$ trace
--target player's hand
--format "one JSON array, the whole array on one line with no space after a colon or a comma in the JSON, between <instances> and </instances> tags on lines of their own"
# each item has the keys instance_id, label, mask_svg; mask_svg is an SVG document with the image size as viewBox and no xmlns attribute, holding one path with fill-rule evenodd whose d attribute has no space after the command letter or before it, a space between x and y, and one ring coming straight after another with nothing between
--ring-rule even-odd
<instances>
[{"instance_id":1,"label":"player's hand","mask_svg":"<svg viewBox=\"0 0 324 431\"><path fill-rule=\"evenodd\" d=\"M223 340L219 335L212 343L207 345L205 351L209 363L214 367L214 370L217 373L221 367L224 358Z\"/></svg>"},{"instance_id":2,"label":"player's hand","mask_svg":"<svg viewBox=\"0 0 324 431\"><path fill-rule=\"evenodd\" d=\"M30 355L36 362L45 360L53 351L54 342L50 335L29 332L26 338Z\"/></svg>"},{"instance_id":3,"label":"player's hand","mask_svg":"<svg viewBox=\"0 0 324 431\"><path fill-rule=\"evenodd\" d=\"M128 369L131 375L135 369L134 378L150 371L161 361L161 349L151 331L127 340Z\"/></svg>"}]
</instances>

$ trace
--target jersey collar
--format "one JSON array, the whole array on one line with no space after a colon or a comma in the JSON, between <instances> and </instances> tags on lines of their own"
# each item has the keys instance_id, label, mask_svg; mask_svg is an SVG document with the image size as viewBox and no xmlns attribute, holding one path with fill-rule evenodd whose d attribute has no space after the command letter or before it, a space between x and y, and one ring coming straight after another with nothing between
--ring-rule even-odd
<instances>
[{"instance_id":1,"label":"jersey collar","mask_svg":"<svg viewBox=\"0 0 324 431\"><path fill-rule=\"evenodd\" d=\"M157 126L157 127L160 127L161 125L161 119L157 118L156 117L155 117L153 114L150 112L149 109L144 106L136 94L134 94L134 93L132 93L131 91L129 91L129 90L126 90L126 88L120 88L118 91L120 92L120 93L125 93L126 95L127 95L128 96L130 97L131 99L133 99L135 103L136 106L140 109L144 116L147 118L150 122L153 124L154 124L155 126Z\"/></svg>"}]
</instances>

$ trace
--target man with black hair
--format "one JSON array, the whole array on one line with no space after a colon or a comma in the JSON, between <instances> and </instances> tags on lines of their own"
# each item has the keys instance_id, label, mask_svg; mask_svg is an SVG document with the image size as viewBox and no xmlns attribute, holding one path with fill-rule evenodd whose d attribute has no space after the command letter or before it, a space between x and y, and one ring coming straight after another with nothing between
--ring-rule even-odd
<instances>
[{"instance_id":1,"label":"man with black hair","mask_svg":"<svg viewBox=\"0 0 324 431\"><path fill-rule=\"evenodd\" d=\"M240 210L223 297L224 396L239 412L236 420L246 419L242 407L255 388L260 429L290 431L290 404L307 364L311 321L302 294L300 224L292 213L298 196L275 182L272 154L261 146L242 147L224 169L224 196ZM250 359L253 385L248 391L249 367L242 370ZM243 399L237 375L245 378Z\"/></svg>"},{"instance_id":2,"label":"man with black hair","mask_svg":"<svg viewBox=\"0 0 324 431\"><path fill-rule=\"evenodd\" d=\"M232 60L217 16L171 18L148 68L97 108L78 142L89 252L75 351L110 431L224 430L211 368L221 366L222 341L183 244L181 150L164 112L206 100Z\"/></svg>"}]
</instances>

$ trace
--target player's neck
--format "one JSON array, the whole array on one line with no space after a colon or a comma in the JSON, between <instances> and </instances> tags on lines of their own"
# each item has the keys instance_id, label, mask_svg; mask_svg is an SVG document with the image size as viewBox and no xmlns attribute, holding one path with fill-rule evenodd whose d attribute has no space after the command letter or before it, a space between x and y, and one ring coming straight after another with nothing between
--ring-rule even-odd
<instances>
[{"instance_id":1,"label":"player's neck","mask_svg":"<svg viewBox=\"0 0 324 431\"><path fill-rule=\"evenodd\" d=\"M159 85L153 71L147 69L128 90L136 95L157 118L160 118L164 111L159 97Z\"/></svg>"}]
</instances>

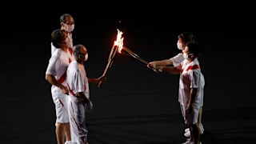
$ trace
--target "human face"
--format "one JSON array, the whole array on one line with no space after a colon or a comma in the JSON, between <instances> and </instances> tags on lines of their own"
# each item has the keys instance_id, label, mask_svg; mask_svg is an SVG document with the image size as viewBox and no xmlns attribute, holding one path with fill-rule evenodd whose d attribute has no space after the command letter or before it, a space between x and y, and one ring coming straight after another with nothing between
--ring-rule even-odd
<instances>
[{"instance_id":1,"label":"human face","mask_svg":"<svg viewBox=\"0 0 256 144\"><path fill-rule=\"evenodd\" d=\"M183 57L185 59L190 59L192 58L193 54L190 54L190 49L188 46L185 46L185 49L183 50Z\"/></svg>"},{"instance_id":2,"label":"human face","mask_svg":"<svg viewBox=\"0 0 256 144\"><path fill-rule=\"evenodd\" d=\"M83 49L81 50L79 55L78 55L78 60L80 63L82 63L83 62L86 62L88 59L88 52L87 50L83 47Z\"/></svg>"},{"instance_id":3,"label":"human face","mask_svg":"<svg viewBox=\"0 0 256 144\"><path fill-rule=\"evenodd\" d=\"M177 42L177 46L178 50L183 50L185 49L186 43L182 39L178 38Z\"/></svg>"}]
</instances>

:::::

**AIM:**
The pictures should not appear in the copy; every other part of the records above must be returned exactly.

**OUTPUT BELOW:**
$ trace
--target player's hand
--format "one JSON array, the whole array on one line with no space after a colon or a comma in the JSON, between <instances> and </instances> tags on lines of their own"
# each item has the keys instance_id, label, mask_svg; mask_svg is an SVG document with the image size as viewBox and no xmlns attribute, holding one path with fill-rule evenodd whose d attribute has no space after the command letter or before it, a space between x and y, and one ring coming straight after another with nothing between
--ring-rule even-odd
<instances>
[{"instance_id":1,"label":"player's hand","mask_svg":"<svg viewBox=\"0 0 324 431\"><path fill-rule=\"evenodd\" d=\"M223 340L219 335L212 343L207 345L205 351L209 363L214 367L214 370L217 373L221 367L224 358Z\"/></svg>"},{"instance_id":2,"label":"player's hand","mask_svg":"<svg viewBox=\"0 0 324 431\"><path fill-rule=\"evenodd\" d=\"M30 355L36 362L45 360L53 351L54 342L50 335L29 332L26 338Z\"/></svg>"},{"instance_id":3,"label":"player's hand","mask_svg":"<svg viewBox=\"0 0 324 431\"><path fill-rule=\"evenodd\" d=\"M128 369L131 375L135 369L134 378L150 371L161 361L161 349L151 331L127 340Z\"/></svg>"}]
</instances>

$ trace
--target jersey collar
--format "one JSON array, the whole array on one line with no space after a colon or a comma in the JSON, between <instances> and </instances> tags on lines of their own"
# each item has the keys instance_id, label, mask_svg; mask_svg is an SVG document with the image size as viewBox and no xmlns attribute, holding one path with fill-rule evenodd whose d attribute has no space after the command letter or before it, a space between x and y, and one ring coming straight after another with nothing between
--ring-rule even-odd
<instances>
[{"instance_id":1,"label":"jersey collar","mask_svg":"<svg viewBox=\"0 0 324 431\"><path fill-rule=\"evenodd\" d=\"M157 126L157 127L160 127L161 125L161 119L157 118L156 117L155 117L153 114L150 112L149 109L144 106L136 94L134 94L134 93L132 93L131 91L129 91L129 90L126 90L126 88L120 88L118 91L120 92L120 93L125 93L126 95L127 95L128 96L130 97L131 99L133 99L135 103L136 106L140 109L144 116L147 118L150 122L153 124L154 124L155 126Z\"/></svg>"}]
</instances>

$ trace
--target man with black hair
--format "one JSON array, the whole array on one line with no space after a colon or a comma in the JSON, between <instances> and </instances> tags on lines of their own"
# each item has the keys instance_id, label, mask_svg; mask_svg is an SVG document with the image size as viewBox and no xmlns attribute, holding one path with fill-rule evenodd whose d attribute has no space after the command letter or before it, a space between x and y, and one ring coming straight after another with nothing between
--ring-rule even-odd
<instances>
[{"instance_id":1,"label":"man with black hair","mask_svg":"<svg viewBox=\"0 0 324 431\"><path fill-rule=\"evenodd\" d=\"M240 210L223 297L224 396L239 412L236 420L246 419L242 407L255 388L260 429L290 431L290 404L307 364L311 321L302 294L300 224L292 213L298 196L275 182L272 154L261 146L242 147L224 169L224 196ZM250 359L253 385L248 391L249 367L242 370ZM243 399L237 375L245 378Z\"/></svg>"},{"instance_id":2,"label":"man with black hair","mask_svg":"<svg viewBox=\"0 0 324 431\"><path fill-rule=\"evenodd\" d=\"M232 60L217 16L171 18L148 68L97 108L78 142L89 252L75 351L110 431L224 430L211 368L221 366L222 341L183 244L181 150L164 112L206 100Z\"/></svg>"}]
</instances>

$ trace
--target player's neck
--format "one JSON array, the whole array on one line with no space after a colon or a comma in the JSON, between <instances> and </instances> tags on lines of their own"
# each item has the keys instance_id, label, mask_svg; mask_svg is an SVG document with the image size as viewBox and no xmlns attribute, holding one path with fill-rule evenodd whose d attribute has no space after the command letter or before it, a space between x and y, and one ring coming straight after another with nothing between
--ring-rule even-odd
<instances>
[{"instance_id":1,"label":"player's neck","mask_svg":"<svg viewBox=\"0 0 324 431\"><path fill-rule=\"evenodd\" d=\"M159 85L153 71L147 69L128 90L136 95L157 118L160 118L164 111L159 97Z\"/></svg>"}]
</instances>

$ trace
--target "human face"
--format "one JSON array, the whole array on one line with no space after a colon or a comma in the JSON, between <instances> and </instances> tags on lines of their own"
# each item has the keys instance_id, label, mask_svg; mask_svg is an SVG document with the image size as viewBox and no xmlns attribute, holding one path with fill-rule evenodd whose d attribute has no space after the command letter or before it, a space between x and y, and one ring coming straight after another with nothing between
--ring-rule even-odd
<instances>
[{"instance_id":1,"label":"human face","mask_svg":"<svg viewBox=\"0 0 256 144\"><path fill-rule=\"evenodd\" d=\"M183 57L185 59L190 59L192 58L193 54L190 54L190 49L188 46L185 46L185 49L183 50Z\"/></svg>"},{"instance_id":2,"label":"human face","mask_svg":"<svg viewBox=\"0 0 256 144\"><path fill-rule=\"evenodd\" d=\"M83 49L81 50L79 55L78 55L78 60L80 63L82 63L83 62L86 62L88 59L88 52L87 50L83 47Z\"/></svg>"},{"instance_id":3,"label":"human face","mask_svg":"<svg viewBox=\"0 0 256 144\"><path fill-rule=\"evenodd\" d=\"M177 42L177 46L178 50L183 50L185 49L186 43L182 39L178 38Z\"/></svg>"}]
</instances>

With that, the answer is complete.